• QUOTED PASSAGE:
+-------+

Consider the similarities between nationalism (“bad”) and identity politics (“good”): The former, in somewhat stronger* forms, puts loyalty to a group based on birth at the center, trumping concerns like “who is better suited”, “which country has the better legal claim to this island”, etc. This is occasionally combined with a thinking that “being one of us” automatically makes someone better suited. The latter puts loyalty to a group based on birth at the center, trumping concerns like “who is better suited”, “who deserves the job”, etc. This is very often combined with a thinking that “being one of us” automatically makes someone better suited.

*“Nationalism” is a very wide term and can mean a lot of things to different people. It is by no means a given that a nationalist is keen on e.g. expanding the national borders or keeping foreigners out. Weaker (or more constructive…) forms can focus on, say, just wishing the own country to excel at this-and-that.

Hillary for President! Why? Well, it is high time that we have a woman as President… This is not one iota better than supporting someone because it is high time that “we New Mexicans” have a President from New Mexico.* The choice should be made based on factors like (perceived) competence, political orientation, personal integrity, …—not sex or (quasi-)nationality. This becomes the more absurd, even outright offensive, when those who do not fall in line are considered illoyal or even traitors: Why should a woman who does not support Hillary Clinton’s politics and/or does have an accurate assessment of her flaws even consider voting for her? If anything, those who vote against their own convictions based on superficial criteria are the true traitors—to themselves, if nothing else.

*Even voting based on state in a federation is a type of nationalism (albeit it a less interesting one) and the principle is illustrated well enough. Interestingly, Wikipedia on Presidents by place of birth shows a massive deficit of Presidents west of an imaginary geographic center-line: Guesstimating where the line would be on the map provided, only Nixon and Obama qualify. A more generous guesstimate might include a few others, but the disparity is glaring enough that the application of Leftist logic would mandate intervention… Similarly, why is it not high time to have an Atheist or Jewish President? (Cf. Wikipedia on religious affiliation of U.S. Presidents.) Etc.

Racism and identity politics is another absurdity: Racism is considered the greatest sin there is by large portions of the Left, yet identity politics often amount to exactly that. This in at least two ways, namely (a) the often intense focus on the own group combined with a feeling that this group is superior, (b) favoring the own group with arguments that imply that members of the group can bring something to the table that others cannot. The latter notably in the form of “diversity” arguments, where the presence of just one single woman or minority member will somehow magically* bring more value than a handful of White men. If we apply misdefinitions of racism popular with the PC crowd, e.g. that racial discrimination is automatically racism, then the list grows, starting with various forms of “affirmative action” and “racial preferences”. Of course, very similar arguments can be made around e.g. sexism and identity politics.

+-------+

• GIVEN PROBLEM 1: In the records from their start to the line containing "[[178,75],[179,75],[180,79],[185,79],[187,77],[187,70],[181,69]]", swap "fish eye" for "fish pupil" and write out those lines with nothing else altered.
• GIVEN PROBLEM 2: Carry on the essay comparing nationalism and identity politics from the point where it stops.

Contour labeling entries:

+-------+

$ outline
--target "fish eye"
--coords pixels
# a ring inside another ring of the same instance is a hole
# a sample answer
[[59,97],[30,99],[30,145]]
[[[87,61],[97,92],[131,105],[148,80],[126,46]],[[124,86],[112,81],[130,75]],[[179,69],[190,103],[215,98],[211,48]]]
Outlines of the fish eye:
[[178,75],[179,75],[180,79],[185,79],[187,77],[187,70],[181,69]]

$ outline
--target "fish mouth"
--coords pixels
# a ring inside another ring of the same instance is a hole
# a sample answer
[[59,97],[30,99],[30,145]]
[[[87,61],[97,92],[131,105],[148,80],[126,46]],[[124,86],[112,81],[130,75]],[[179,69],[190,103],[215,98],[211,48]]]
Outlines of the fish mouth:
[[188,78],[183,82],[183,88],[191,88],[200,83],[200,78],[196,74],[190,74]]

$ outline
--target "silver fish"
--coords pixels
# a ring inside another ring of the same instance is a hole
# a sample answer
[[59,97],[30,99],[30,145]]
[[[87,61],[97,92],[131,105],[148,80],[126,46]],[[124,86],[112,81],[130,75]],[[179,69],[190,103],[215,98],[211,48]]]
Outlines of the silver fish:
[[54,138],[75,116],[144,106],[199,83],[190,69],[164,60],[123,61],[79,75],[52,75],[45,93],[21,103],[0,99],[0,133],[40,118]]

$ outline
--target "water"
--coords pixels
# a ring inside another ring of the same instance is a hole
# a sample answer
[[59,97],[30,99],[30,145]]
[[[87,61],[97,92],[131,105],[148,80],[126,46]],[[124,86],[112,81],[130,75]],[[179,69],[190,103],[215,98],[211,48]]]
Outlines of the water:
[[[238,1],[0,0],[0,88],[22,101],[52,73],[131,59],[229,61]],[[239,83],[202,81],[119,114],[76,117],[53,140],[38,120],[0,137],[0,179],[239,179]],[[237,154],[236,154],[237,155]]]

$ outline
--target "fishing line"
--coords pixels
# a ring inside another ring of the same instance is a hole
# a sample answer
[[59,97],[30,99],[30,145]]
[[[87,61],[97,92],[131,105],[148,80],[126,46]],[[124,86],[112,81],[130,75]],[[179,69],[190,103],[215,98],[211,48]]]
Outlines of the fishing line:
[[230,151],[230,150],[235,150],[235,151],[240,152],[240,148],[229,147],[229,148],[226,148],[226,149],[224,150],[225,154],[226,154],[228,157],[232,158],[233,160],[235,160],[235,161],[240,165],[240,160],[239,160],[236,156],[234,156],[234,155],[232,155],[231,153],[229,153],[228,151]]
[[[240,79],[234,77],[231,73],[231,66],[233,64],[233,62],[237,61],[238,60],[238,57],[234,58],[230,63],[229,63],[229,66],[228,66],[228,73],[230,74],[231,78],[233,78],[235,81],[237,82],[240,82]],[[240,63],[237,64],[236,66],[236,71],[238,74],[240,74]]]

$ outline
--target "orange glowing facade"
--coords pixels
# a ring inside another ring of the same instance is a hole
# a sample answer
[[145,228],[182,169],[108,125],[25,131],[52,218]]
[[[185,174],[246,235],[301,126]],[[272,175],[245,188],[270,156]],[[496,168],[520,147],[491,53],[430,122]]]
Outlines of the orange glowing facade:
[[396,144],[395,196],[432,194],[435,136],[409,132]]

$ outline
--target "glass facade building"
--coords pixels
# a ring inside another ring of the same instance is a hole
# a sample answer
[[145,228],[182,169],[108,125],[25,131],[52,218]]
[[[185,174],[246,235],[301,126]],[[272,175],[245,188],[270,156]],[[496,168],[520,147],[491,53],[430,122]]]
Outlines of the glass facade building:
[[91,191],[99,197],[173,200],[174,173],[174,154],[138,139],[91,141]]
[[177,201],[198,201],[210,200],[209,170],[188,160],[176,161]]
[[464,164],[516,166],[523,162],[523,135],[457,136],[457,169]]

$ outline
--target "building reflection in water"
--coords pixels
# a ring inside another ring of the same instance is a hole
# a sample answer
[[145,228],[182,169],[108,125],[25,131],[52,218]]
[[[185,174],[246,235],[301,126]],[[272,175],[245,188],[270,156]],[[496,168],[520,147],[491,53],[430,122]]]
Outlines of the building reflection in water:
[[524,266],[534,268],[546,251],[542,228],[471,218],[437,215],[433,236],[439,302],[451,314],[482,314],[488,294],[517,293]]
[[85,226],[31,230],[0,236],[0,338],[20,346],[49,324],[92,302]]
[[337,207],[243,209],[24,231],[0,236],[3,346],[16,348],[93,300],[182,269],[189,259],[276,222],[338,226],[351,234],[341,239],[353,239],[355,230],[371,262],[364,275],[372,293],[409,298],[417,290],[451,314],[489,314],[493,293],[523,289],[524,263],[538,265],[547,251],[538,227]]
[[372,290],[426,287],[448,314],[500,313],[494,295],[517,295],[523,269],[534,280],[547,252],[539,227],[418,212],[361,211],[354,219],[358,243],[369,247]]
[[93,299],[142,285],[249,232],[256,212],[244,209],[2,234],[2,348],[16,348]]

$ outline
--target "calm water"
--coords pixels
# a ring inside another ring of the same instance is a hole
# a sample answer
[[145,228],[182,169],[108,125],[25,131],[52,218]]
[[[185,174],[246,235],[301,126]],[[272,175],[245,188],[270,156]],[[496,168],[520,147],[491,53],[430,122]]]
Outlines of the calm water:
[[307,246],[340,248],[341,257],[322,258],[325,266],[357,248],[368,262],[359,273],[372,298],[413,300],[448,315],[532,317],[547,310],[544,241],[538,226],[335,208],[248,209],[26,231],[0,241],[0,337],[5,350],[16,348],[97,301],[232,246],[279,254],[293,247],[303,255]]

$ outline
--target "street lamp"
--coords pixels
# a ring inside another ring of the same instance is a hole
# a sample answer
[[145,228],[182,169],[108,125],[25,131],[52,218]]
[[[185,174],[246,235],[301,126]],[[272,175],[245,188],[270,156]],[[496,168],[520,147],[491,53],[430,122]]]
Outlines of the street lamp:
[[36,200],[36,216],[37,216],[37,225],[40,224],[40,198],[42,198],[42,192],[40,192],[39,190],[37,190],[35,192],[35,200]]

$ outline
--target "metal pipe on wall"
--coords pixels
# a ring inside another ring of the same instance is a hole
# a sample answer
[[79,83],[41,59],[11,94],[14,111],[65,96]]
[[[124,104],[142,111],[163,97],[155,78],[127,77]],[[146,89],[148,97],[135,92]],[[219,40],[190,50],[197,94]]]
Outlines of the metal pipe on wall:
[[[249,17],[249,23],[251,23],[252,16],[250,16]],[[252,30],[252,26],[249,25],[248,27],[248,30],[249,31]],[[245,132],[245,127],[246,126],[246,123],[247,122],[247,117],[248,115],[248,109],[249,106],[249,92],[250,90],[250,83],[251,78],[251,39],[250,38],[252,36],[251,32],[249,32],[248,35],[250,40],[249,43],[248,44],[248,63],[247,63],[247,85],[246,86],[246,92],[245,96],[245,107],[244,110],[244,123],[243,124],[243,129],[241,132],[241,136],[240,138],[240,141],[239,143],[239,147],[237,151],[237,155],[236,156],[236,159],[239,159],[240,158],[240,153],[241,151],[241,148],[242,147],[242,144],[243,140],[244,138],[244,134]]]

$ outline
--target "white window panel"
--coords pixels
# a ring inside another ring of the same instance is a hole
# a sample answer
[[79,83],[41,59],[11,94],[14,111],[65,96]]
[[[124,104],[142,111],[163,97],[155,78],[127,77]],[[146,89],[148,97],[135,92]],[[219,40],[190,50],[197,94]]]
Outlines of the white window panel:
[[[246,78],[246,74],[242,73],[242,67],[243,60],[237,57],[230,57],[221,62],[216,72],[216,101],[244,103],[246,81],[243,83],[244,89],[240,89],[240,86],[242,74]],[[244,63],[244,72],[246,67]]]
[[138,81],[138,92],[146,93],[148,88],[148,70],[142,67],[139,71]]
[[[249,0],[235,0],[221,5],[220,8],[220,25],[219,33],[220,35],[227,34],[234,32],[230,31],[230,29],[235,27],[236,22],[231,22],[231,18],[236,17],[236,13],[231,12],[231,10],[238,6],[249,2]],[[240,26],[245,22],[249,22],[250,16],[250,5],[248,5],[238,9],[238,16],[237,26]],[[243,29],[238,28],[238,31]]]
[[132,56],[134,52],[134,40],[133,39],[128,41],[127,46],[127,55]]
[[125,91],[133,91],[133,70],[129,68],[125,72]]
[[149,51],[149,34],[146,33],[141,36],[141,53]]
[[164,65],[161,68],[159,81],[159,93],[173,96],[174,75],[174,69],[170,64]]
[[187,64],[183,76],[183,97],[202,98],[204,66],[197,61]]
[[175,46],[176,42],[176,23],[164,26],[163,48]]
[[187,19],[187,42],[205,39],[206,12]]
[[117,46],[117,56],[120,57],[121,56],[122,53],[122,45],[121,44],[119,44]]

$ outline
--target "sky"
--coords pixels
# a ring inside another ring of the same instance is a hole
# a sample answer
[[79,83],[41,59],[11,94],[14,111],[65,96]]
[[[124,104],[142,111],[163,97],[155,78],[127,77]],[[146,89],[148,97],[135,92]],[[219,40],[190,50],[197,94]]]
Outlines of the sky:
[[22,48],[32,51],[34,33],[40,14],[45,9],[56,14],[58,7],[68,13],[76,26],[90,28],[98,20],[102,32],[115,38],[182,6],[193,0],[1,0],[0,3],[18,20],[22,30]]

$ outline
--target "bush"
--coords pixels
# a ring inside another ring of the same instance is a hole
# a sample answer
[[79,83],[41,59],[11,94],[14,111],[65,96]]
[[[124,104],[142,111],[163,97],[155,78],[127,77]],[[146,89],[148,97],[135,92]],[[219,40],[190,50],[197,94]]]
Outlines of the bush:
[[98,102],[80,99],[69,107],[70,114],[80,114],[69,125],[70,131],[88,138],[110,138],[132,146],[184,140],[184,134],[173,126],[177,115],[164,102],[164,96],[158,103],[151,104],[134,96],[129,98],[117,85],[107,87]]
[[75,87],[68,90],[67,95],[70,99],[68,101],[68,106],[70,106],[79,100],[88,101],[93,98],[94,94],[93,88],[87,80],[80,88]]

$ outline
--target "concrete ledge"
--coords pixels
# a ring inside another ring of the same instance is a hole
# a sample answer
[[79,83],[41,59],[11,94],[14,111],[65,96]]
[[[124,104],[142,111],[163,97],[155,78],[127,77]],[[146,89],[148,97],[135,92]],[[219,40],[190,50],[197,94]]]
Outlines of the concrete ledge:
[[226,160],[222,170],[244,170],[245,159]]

+-------+

• EXERCISE RESPONSE 1:
$ outline
--target "fish pupil"
--coords pixels
# a ring inside another ring of the same instance is a hole
# a sample answer
[[59,97],[30,99],[30,145]]
[[[87,61],[97,92],[131,105],[148,80],[126,46]],[[124,86],[112,81],[130,75]],[[179,69],[190,103],[215,98],[211,48]]]
Outlines of the fish pupil:
[[178,75],[179,75],[180,79],[185,79],[187,77],[187,70],[181,69]]

• EXERCISE RESPONSE 2:
*Normally, no attempt whatsoever is undertaken to explain why diversity would be good in a given case or why this specific person would bring such additional value. Instead there is a quasi-magical assumption that more diversity brings advantages. To boot, this is usually limited to e.g. racial or sexual diversity, with e.g. diversity of opinion, educational background, whatnot, among White men counting for nothing. (But see an excursion.) If the attempt is at all undertaken, it is limited to claims about perspective, life experience, background, that can be shared by others, that are not automatically present among the “diverse”, and which are usually less important than other factors (see the aforementioned excursion).

Or how about diversity, integration, and tolerance vs. monopolization and segregation of culture? If diversity (etc.) is good, why is it wrong when someone tries to expand his understanding of others? Writes a book featuring someone not of his own heritage? What about the whole “cultural appropriation” nonsense?* This effectively disqualifies people based on (e.g.) race, keeps groups apart, and furthers “us vs. them” thinking. Instead of the proverbial U.S. melting pot, this creates a “metallo-racist” set of groupings: Iron—left corner. Copper—right corner. Get away from the copper, tin! We want no bronze here! From another point of view, identity politics holds the minorities back in their own development for very similar reasons. For instance, much of what is condemned** as “acting White” appears to be nothing more than being professional, being ambitious, trying to get a good education and job, having an interest in learning, and similar—and those who “act White” simply have more mature interests than those who do not. Replace “acting White” with something more behavior than race oriented, e.g. “acting professional”, and the whole issue looks different. (This is doubly beneficial, because far from all White people are “acting White” in these senses to begin with…***)

*I have a separate post in planning where I will address this and some similar issues in more detail.

**If not necessarily by e.g the Democrat party. It remains a portion of the identity politics, group thinking, whatnot problem, however.

***Indeed, a very similar type of anti-intellectualism or contempt for those more ambitious was readily observable during my own school years (in Sweden, where almost everyone was White to begin with), but with very different terminology. The use of e.g. “nerd” in U.S. fiction points to a very similar problem. Looking at scholastic achievement, the size of the one group relative the other might be considerably different from the Black community, however.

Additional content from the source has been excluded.